(Records from a data collection)

((

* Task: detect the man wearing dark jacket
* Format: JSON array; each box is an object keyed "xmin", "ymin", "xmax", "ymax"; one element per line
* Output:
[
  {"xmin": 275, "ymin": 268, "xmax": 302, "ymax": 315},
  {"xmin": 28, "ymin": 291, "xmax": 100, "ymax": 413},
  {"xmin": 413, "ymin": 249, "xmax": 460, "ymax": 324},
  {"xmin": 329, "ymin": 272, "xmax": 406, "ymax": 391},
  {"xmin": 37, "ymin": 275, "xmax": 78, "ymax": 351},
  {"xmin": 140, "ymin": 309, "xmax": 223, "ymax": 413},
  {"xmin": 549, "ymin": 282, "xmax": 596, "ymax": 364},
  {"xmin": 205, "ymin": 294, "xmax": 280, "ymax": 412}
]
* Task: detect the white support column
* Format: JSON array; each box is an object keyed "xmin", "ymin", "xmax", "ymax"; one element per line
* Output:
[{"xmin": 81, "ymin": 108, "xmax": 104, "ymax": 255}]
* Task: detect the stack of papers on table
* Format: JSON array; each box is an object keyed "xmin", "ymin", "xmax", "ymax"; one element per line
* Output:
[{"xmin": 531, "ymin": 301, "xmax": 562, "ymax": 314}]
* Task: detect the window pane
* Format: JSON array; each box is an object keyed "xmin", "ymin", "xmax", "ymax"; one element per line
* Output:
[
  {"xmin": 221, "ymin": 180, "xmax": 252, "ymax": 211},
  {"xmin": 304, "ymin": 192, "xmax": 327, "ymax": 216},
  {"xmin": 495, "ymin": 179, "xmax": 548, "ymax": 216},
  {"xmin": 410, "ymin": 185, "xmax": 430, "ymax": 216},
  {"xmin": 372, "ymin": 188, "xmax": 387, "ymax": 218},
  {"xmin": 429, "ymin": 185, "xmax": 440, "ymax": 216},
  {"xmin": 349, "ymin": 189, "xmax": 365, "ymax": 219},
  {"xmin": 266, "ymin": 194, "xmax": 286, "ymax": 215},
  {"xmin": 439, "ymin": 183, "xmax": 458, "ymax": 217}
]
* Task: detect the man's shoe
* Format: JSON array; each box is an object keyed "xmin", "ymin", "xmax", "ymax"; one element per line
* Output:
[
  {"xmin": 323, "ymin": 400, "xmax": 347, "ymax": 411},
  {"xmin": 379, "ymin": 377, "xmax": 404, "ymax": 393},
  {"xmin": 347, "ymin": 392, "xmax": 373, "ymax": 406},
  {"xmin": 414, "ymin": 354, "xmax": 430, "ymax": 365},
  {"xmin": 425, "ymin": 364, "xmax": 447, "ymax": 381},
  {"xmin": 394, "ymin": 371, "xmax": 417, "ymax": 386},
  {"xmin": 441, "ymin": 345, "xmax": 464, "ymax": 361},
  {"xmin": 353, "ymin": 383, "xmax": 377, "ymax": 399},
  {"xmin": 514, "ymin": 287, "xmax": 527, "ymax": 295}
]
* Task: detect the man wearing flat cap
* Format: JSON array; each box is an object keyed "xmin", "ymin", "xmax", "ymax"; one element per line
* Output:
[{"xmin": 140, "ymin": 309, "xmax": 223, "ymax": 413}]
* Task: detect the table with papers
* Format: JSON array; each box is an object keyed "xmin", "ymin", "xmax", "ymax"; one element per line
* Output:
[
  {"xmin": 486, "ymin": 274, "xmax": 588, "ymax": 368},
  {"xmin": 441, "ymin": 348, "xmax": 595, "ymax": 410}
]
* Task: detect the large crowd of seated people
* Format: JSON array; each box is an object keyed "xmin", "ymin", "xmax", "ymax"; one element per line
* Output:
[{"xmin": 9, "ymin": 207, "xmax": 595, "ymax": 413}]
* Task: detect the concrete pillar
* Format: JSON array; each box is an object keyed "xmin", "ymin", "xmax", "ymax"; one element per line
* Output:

))

Copy out, from the data above, each line where the string "table" is present.

* Task: detect the stack of papers on table
* Task: detect the table with papers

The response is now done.